- EXERCISE DESCRIPTION
Repeat the entries exactly as they appear.

Stored records
------------------------------------

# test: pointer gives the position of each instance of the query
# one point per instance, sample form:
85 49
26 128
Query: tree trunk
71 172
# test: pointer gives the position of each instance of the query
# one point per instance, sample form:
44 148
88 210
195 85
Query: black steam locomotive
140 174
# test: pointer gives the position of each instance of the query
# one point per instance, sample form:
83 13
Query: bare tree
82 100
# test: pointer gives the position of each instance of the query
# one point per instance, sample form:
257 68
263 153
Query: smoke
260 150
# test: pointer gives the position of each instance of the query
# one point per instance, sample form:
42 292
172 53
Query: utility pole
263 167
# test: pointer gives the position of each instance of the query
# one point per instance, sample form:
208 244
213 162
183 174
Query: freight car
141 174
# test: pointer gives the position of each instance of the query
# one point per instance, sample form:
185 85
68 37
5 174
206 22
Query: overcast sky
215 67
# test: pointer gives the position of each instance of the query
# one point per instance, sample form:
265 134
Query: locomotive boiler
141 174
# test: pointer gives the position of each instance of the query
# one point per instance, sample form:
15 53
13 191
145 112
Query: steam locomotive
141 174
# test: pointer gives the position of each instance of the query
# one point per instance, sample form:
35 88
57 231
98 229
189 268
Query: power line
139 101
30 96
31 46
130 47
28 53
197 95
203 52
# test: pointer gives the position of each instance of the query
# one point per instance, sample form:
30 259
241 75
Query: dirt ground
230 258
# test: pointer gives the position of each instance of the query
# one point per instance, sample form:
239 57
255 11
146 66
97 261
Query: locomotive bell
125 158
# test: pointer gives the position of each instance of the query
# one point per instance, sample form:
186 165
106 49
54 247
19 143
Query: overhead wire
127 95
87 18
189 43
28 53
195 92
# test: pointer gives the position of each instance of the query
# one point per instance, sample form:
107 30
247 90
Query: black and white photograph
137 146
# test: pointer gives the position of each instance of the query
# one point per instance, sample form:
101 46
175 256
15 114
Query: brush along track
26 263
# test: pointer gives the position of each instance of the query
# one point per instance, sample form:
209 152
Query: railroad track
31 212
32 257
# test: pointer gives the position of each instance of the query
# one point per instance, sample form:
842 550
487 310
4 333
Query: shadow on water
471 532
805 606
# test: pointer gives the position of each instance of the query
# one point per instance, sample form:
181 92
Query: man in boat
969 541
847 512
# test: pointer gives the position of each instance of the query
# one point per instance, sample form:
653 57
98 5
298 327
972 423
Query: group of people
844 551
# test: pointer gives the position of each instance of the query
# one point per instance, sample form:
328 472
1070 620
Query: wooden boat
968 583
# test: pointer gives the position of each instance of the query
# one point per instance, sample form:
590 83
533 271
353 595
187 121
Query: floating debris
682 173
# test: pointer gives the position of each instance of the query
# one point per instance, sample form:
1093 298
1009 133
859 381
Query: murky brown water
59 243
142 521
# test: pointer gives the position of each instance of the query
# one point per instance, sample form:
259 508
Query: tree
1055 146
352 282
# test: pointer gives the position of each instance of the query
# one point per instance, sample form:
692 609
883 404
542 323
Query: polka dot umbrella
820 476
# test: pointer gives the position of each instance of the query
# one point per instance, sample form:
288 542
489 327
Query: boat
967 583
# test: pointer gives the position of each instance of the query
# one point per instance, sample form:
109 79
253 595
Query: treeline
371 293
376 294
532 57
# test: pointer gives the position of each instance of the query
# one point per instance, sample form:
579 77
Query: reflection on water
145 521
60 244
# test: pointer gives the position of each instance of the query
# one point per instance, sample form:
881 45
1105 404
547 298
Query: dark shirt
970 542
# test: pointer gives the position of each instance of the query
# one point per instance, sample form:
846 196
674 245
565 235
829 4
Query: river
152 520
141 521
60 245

------------------------------------

- RESPONSE BOX
# test: pointer gives the position of each instance of the query
# one point per instance, sample form:
85 49
26 128
Query: tree trunk
71 172
# test: pointer gives the position of each instance of the query
# one point per instance, sample form:
44 148
88 210
195 85
Query: black steam locomotive
140 174
# test: pointer gives the position of each instance of the query
# one point per instance, sample form:
83 13
Query: bare tree
82 100
# test: pointer gives the position of each instance of the query
# one point per instance, sample form:
257 68
263 153
Query: smoke
260 150
# test: pointer gives the position of each instance of the query
# one point per instance, sample form:
42 292
172 53
Query: utility pole
263 167
# test: pointer gives the position of each instance of the query
# one point per instance, sample form:
208 244
213 162
183 174
Query: freight car
141 174
# test: pointer gives the position of each instance of the query
# one point per instance, sample form:
185 85
68 37
5 174
206 22
Query: overcast sky
215 67
# test: pointer gives the position of each instance of the query
# one point per instance, sample form:
265 134
Query: locomotive boiler
141 174
# test: pointer gives the position of each instance of the query
# one point per instance, sample form:
15 53
13 191
145 112
Query: steam locomotive
141 174
# test: pointer gives the position of each instance of the query
# one point per instance, sample form:
35 88
57 231
98 229
189 268
Query: power line
139 101
30 96
31 46
130 47
28 53
197 95
203 52
# test: pointer gives the position of each instance of the query
# one point per instance, sample form:
30 259
241 75
Query: dirt ground
230 258
# test: pointer gives the position of each instance of the query
# one point per instance, sample form:
239 57
255 11
146 66
97 261
Query: locomotive bell
125 158
# test: pointer gives the position of each instance of the query
# one point per instance, sample form:
186 165
106 49
54 247
19 143
Query: overhead wire
127 95
87 18
189 43
28 53
195 92
# test: pointer gives the position of each instance of the query
# one point per instance, sample form:
107 30
247 90
Query: black and white photograph
137 146
# test: pointer gives the position of each instance of the query
# one point per instance, sample form:
101 46
175 256
15 114
Query: brush along track
26 263
# test: pointer gives the position of each instance of the query
# one point per instance, sample form:
209 152
Query: railroad track
31 212
32 257
# test: pointer gives the position of each instance of the query
# one point per instance, sample form:
842 550
487 310
4 333
Query: shadow on water
471 532
805 606
# test: pointer gives the position of each instance of the query
# one point per instance, sample form:
181 92
Query: man in boat
969 541
847 512
# test: pointer gives the position of each instance of the query
# one point per instance, sample form:
653 57
98 5
298 327
972 423
Query: group of people
844 551
# test: pointer gives the position of each instance of the query
# one point per instance, sample form:
328 472
1070 620
Query: wooden boat
968 583
# test: pointer gives the position of each instance of the query
# one point per instance, sample form:
590 83
533 271
353 595
187 121
Query: floating debris
682 173
# test: pointer gives the position of each instance of the query
# one point per instance, sample form:
1093 298
1009 133
859 381
Query: murky brown water
59 243
142 521
# test: pointer gives the position of each instance of the query
# one point per instance, sample form:
259 508
Query: tree
1055 146
352 282
# test: pointer gives the position of each instance of the query
# one point per instance, sample form:
692 609
883 404
542 323
Query: polka dot umbrella
820 476
# test: pointer gives the position of each instance of the query
# one point per instance, sample form:
288 542
489 327
Query: boat
967 583
# test: pointer gives the position of each instance of the query
# one point per instance, sample form:
109 79
253 595
Query: treeline
371 293
376 294
532 57
# test: pointer gives the position of each instance of the query
# one point per instance, sample form:
579 77
Query: reflection on water
145 521
60 244
# test: pointer gives the position of each instance of the query
# one point per instance, sample form:
881 45
1105 404
547 298
Query: dark shirt
970 542
# test: pointer gives the position of each instance of the query
# one point per instance, sample form:
846 196
674 245
565 235
829 4
Query: river
152 520
141 521
60 245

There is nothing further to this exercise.